# [Selected extract]
In this post, you will learn about concepts of neural networks with the help of mathematical models examples. In simple words, you will learn about how to represent the neural networks using mathematical equations. As a data scientist / machine learning researcher, it would be good to get a sense of how the neural networks can be converted into a bunch of mathematical equations for calculating different values. Having a good understanding of representing the activation function output of different computation units / nodes / neuron in different layers would help in understanding back propagation algorithm in a better and easier manner. This will be dealt in one of the future posts.
Single Layer Neural Network (Perceptron)
Here is how a single layer neural network looks like. You may want to check out my post on Perceptron – Perceptron explained with Python example.
Here is how the mathematical equation would look like for getting the value of a1 (output node) as a function of input x1, x2, x3.
[latex]a^{(2)}_1 = g(\theta^{(1)}_{10}x_0 + \theta^{(1)}_{11}x_1 + \theta^{(1)}_{12}x_2 + \theta^{(1)}_{13}x_3)[/latex]
.
In the above equation, the superscript of weight represents the layer and the subscript of weights represent the weight of connection between the input node to output node. Thus, [latex]\theta^{(1)}_12[/latex] represents the weight of the first layer between the node 1 in next layer and node 2 in current layer.

# [Provided records]

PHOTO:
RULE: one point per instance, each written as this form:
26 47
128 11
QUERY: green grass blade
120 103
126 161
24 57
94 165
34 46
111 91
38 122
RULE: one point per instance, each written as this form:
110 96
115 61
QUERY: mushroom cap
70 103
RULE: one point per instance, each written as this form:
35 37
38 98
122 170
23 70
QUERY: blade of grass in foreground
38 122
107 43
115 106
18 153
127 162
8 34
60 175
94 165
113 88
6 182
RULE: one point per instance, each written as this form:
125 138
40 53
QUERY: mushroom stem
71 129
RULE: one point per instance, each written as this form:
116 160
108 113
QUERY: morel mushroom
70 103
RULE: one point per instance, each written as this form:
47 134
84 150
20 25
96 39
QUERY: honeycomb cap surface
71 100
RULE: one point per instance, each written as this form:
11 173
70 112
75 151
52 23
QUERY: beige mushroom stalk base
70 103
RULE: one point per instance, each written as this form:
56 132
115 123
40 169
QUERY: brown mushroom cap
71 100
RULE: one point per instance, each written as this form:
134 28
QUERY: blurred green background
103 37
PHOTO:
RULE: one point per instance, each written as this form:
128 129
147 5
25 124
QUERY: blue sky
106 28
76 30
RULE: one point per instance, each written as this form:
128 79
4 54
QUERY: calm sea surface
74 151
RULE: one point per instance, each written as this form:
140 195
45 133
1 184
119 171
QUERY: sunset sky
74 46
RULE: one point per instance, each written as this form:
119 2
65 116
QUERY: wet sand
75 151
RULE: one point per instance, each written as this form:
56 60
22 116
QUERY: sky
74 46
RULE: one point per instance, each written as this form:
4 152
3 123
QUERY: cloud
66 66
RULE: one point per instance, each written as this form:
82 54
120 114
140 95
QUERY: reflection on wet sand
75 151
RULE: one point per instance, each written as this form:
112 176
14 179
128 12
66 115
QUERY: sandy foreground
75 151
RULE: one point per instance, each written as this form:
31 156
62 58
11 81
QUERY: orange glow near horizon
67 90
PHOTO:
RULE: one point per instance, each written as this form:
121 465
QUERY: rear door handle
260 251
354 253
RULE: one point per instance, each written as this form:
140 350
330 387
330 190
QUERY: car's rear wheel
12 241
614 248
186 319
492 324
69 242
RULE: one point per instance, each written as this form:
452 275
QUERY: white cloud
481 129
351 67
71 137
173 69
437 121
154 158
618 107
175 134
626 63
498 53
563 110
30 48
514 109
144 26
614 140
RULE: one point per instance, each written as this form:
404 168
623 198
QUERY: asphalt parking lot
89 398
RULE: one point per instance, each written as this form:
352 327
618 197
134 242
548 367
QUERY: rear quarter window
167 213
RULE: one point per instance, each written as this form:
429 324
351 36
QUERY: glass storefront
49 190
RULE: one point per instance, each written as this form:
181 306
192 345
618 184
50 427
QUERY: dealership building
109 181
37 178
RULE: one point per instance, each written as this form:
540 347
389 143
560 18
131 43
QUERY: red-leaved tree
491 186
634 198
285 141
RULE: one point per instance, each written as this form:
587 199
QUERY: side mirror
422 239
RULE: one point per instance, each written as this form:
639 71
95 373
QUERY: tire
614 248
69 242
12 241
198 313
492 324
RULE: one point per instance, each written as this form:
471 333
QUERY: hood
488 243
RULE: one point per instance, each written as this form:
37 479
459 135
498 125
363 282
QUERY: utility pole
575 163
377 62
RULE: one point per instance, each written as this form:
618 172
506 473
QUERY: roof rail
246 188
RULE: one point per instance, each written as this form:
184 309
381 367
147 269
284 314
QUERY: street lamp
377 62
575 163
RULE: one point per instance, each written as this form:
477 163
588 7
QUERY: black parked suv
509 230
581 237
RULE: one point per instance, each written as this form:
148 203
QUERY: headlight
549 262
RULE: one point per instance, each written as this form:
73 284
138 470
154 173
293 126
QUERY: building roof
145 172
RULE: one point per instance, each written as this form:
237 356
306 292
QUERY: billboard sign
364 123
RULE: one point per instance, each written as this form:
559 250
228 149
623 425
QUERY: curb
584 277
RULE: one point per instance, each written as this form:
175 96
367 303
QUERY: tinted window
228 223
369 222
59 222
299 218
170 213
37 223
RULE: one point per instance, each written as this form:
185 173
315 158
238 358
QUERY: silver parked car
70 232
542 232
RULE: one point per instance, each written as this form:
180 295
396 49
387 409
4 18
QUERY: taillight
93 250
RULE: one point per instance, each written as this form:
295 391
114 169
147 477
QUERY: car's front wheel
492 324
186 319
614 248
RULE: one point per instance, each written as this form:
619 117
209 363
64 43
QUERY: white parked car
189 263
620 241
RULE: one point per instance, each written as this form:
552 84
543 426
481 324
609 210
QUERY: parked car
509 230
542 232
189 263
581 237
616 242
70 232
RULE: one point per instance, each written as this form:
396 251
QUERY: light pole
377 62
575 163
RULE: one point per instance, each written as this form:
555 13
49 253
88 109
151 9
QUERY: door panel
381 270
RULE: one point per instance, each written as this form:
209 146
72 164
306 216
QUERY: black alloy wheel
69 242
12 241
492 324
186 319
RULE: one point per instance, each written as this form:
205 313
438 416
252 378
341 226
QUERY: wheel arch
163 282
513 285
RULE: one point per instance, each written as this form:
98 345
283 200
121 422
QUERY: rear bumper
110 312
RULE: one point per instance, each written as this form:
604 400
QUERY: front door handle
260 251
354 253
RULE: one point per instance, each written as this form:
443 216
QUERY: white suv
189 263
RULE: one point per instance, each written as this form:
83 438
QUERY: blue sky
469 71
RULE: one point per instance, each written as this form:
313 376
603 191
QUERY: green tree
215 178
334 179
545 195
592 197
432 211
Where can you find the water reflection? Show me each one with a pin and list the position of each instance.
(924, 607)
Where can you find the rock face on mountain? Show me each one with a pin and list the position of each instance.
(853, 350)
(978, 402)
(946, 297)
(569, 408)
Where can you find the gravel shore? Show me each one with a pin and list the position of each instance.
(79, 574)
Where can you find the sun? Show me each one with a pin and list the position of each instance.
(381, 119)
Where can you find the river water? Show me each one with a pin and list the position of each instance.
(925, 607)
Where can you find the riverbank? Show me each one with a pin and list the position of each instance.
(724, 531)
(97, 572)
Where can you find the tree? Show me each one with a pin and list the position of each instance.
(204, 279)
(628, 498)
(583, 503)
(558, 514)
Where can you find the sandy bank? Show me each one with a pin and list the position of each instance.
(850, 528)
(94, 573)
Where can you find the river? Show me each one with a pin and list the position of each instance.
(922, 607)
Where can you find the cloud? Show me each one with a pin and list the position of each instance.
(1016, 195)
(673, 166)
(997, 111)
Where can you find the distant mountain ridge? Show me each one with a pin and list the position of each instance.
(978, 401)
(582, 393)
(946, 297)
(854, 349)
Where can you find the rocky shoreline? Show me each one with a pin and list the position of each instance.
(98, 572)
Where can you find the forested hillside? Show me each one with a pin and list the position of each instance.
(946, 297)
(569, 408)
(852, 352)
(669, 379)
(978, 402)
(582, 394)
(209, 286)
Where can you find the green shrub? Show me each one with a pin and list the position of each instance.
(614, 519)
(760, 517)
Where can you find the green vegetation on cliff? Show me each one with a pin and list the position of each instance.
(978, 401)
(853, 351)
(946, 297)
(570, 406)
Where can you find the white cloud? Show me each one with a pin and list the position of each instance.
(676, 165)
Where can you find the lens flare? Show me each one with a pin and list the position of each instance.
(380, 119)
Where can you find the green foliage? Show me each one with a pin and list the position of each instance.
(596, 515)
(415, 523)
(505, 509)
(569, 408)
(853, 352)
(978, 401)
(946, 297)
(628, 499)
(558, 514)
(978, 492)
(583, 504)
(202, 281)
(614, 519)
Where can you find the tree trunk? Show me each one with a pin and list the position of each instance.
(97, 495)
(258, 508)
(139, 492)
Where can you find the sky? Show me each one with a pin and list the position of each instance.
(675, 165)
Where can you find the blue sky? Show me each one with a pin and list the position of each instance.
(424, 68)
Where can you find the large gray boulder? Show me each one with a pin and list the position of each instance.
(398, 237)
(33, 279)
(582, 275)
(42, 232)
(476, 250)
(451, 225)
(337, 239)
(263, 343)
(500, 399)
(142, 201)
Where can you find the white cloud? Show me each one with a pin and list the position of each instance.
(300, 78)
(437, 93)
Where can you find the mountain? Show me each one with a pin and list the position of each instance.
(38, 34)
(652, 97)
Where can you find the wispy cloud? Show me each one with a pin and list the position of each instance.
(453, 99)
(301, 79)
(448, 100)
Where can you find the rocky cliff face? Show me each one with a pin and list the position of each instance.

# [What is asked]
1. In the neural network text, what does the superscript of a weight represent?
2. Print, word for word, everything in the neural network text from "In this post, you" down to "Neural Network (Perceptron)".

# [Worked answers]
1. The layer.

2.
In this post, you will learn about concepts of neural networks with the help of mathematical models examples. In simple words, you will learn about how to represent the neural networks using mathematical equations. As a data scientist / machine learning researcher, it would be good to get a sense of how the neural networks can be converted into a bunch of mathematical equations for calculating different values. Having a good understanding of representing the activation function output of different computation units / nodes / neuron in different layers would help in understanding back propagation algorithm in a better and easier manner. This will be dealt in one of the future posts.
Single Layer Neural Network (Perceptron)